Each record is to be written out exactly as it appears.

Record excerpts »
[Start of Attachment]
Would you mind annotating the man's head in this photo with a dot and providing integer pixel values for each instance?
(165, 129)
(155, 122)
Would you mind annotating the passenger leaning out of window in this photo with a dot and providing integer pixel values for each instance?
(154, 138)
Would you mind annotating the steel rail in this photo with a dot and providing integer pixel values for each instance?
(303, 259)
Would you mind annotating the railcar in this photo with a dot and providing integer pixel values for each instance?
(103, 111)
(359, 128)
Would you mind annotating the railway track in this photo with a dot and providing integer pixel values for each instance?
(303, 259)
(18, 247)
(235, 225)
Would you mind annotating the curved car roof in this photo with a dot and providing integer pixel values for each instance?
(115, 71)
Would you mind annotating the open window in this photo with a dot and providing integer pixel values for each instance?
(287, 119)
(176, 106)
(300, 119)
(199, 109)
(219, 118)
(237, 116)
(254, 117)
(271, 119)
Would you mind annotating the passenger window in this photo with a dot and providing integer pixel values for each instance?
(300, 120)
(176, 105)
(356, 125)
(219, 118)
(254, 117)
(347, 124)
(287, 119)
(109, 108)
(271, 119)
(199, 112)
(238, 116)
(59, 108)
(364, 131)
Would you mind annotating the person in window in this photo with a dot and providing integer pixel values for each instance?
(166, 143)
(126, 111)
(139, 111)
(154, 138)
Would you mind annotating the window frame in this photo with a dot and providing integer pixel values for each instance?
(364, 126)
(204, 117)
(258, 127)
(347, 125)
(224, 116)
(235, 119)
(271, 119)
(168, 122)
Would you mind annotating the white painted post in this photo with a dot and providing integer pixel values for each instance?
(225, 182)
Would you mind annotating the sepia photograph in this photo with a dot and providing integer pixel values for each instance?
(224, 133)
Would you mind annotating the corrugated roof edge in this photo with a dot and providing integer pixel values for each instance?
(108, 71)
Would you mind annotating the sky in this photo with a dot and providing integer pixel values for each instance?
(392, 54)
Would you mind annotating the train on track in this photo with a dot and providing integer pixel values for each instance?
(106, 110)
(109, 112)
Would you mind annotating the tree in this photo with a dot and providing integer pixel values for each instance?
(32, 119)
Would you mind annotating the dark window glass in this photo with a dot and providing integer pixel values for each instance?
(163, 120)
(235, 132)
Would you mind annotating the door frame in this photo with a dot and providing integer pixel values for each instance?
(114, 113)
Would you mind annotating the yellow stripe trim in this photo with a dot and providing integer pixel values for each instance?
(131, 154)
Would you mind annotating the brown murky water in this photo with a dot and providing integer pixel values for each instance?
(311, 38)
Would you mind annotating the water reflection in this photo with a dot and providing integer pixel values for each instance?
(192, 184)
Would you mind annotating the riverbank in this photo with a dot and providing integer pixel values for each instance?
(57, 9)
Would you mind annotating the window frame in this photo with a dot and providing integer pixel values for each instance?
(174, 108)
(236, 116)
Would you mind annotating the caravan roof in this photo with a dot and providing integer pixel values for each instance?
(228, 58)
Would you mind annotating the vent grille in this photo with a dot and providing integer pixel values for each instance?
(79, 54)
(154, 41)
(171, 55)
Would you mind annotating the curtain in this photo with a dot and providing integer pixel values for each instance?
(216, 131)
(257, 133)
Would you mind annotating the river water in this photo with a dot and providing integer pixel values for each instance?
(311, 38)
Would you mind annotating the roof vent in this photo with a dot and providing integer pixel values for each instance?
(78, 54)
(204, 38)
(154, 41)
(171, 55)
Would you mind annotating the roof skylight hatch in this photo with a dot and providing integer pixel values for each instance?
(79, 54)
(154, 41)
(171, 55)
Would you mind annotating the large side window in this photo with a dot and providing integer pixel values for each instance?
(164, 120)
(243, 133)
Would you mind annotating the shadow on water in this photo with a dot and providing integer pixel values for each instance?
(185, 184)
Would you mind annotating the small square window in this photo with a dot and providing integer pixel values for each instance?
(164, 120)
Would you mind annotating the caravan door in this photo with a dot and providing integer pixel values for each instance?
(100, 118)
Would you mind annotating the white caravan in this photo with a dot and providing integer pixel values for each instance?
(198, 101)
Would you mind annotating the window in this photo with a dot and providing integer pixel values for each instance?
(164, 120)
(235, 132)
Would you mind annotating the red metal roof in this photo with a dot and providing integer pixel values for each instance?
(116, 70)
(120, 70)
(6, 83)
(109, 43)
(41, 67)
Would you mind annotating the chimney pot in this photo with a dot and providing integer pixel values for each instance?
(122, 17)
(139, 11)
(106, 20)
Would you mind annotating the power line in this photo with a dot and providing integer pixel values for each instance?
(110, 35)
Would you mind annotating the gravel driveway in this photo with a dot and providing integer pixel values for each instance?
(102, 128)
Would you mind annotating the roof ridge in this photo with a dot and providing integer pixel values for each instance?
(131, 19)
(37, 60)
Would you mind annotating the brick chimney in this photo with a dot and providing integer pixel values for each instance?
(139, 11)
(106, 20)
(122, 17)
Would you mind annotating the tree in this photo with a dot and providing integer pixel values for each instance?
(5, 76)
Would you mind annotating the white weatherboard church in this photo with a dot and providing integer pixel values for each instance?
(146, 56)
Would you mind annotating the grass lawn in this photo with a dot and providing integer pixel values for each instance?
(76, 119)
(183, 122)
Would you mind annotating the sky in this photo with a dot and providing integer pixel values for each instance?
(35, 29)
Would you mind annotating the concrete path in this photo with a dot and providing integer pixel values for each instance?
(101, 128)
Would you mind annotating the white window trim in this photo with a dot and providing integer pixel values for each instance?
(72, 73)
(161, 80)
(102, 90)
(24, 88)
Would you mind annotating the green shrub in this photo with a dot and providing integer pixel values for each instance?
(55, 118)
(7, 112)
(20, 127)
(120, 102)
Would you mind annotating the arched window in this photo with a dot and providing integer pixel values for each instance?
[End of Attachment]
Response to the task »
Would you mind annotating the man's head in this photo with a dot and providing integer pixel values for each instance?
(165, 129)
(155, 122)
Would you mind annotating the passenger leaning out of window in this photo with a dot and providing integer pixel values for each instance?
(154, 138)
Would you mind annotating the steel rail in this photo with a dot and providing integer pixel values for each instance?
(303, 259)
Would you mind annotating the railcar in this photo with a dot and providing integer pixel values for each instance?
(103, 111)
(359, 128)
Would you mind annotating the railway track in this photo with a dot and providing integer pixel values for each instance?
(303, 259)
(18, 247)
(235, 225)
Would you mind annotating the curved car roof in this photo with a dot and providing integer pixel values for each instance?
(115, 71)
Would you mind annotating the open window in this photo with a dot and providing integer pixel values for each instance?
(287, 119)
(176, 106)
(300, 119)
(199, 109)
(219, 118)
(237, 116)
(254, 117)
(271, 119)
Would you mind annotating the passenger window in this photo with a dot and providing integer pixel values for each instance?
(300, 120)
(176, 105)
(356, 125)
(219, 118)
(254, 117)
(347, 124)
(287, 119)
(109, 108)
(271, 119)
(199, 112)
(238, 116)
(59, 108)
(364, 131)
Would you mind annotating the person in window in this photo with a dot and providing integer pixel values for each instance?
(166, 143)
(126, 111)
(139, 111)
(154, 138)
Would you mind annotating the window frame in this photo with a dot and providing integer pixel values for each instance?
(364, 126)
(204, 117)
(258, 127)
(347, 125)
(224, 116)
(235, 119)
(271, 119)
(168, 122)
Would you mind annotating the white painted post in this photo with a dot and providing integer pixel values for each instance?
(225, 182)
Would you mind annotating the sepia photograph in this photo with a dot and providing integer pixel values for each instance?
(224, 133)
Would you mind annotating the corrugated roof edge in this photo with a dot and providing integer pixel values for each instance?
(108, 71)
Would you mind annotating the sky in this photo with a dot and providing integer pixel values for each instance?
(392, 54)
Would you mind annotating the train on track in this photo with a dot and providing integer pixel values for each instance?
(106, 110)
(109, 112)
Would you mind annotating the tree in this photo with a dot and providing integer pixel values for each instance?
(32, 119)
Would you mind annotating the dark window glass in this photo with a dot and providing integer pixel values for each instance?
(163, 120)
(235, 132)
Would you mind annotating the door frame in this photo with a dot and providing integer pixel values for each instance?
(114, 113)
Would you mind annotating the yellow stripe trim in this photo with a dot and providing integer pixel values for each instance?
(131, 154)
Would you mind annotating the brown murky water in this photo with a dot and providing integer pixel values for each instance?
(311, 38)
Would you mind annotating the water reflection in this photo with a dot and providing integer pixel values for each instance?
(192, 184)
Would you mind annotating the riverbank in this photo with a dot and providing integer pixel values for each instance?
(57, 9)
Would you mind annotating the window frame in this photo with a dot and providing integer pixel values for each instance?
(174, 108)
(236, 116)
Would you mind annotating the caravan roof in this photo with a dot and providing integer pixel values for each instance?
(228, 58)
Would you mind annotating the vent grille in this photo with a dot and providing integer pixel values for each instance?
(79, 54)
(154, 41)
(171, 55)
Would you mind annotating the curtain in this photo with a dot and providing integer pixel values for each instance?
(216, 131)
(257, 133)
Would you mind annotating the river water in this photo with a dot and providing integer pixel values for each instance?
(311, 38)
Would you mind annotating the roof vent in this photo with a dot and providing integer pixel values for each instance?
(78, 54)
(204, 38)
(154, 41)
(171, 55)
Would you mind annotating the roof skylight hatch in this photo with a dot and providing integer pixel values for each instance?
(79, 54)
(154, 41)
(171, 55)
Would you mind annotating the large side window in this photo with a dot and providing integer pixel values for each instance?
(164, 120)
(243, 133)
Would you mind annotating the shadow on water in this photo with a dot and providing integer pixel values for each instance?
(185, 184)
Would you mind annotating the small square window in this photo with a dot and providing integer pixel values for each instance?
(164, 120)
Would you mind annotating the caravan door in this photo with a dot and providing integer pixel values for each instance?
(100, 118)
Would you mind annotating the white caravan in this photo with a dot and providing integer pixel values for each instance?
(198, 101)
Would you mind annotating the window in this photo with a dot and providing integer pixel values for each instance?
(164, 120)
(235, 132)
Would you mind annotating the red metal roof in this photo with a dot and providing integer pixel values for each instance?
(116, 70)
(120, 70)
(6, 83)
(109, 43)
(41, 67)
Would you mind annotating the chimney pot in this photo with a dot and providing integer pixel values for each instance?
(122, 17)
(139, 11)
(106, 20)
Would you mind annotating the power line in this photo with a dot and providing integer pixel values for each instance?
(110, 35)
Would you mind annotating the gravel driveway in this photo with a dot and providing integer pixel values for each instance?
(102, 128)
Would you mind annotating the roof ridge in this photo with a dot and providing integer pixel values for each instance?
(131, 19)
(37, 60)
Would you mind annotating the brick chimney in this photo with a dot and providing integer pixel values for each instance?
(139, 11)
(106, 20)
(122, 17)
Would you mind annotating the tree in this photo with a dot and providing integer pixel values for each instance?
(5, 76)
Would you mind annotating the white weatherboard church in this photo with a dot and providing integer pixel values for each instance?
(146, 56)
Would you mind annotating the grass lawn in this photo with a dot and providing integer pixel values for each instance?
(76, 119)
(183, 122)
Would you mind annotating the sky in this photo with a dot and providing integer pixel values for each instance?
(35, 29)
Would you mind annotating the concrete path in this photo with a dot and providing integer pixel values for each instance?
(101, 128)
Would you mind annotating the white window trim in this photo with a dot and providing integer pixel values for each instance?
(72, 73)
(161, 80)
(102, 90)
(24, 88)
Would you mind annotating the green shrub in this photo with a dot and providing integer pixel values for each instance?
(55, 118)
(7, 112)
(20, 127)
(120, 102)
Would you mind annotating the arched window in this photo with a dot and providing integer pixel values for each instance?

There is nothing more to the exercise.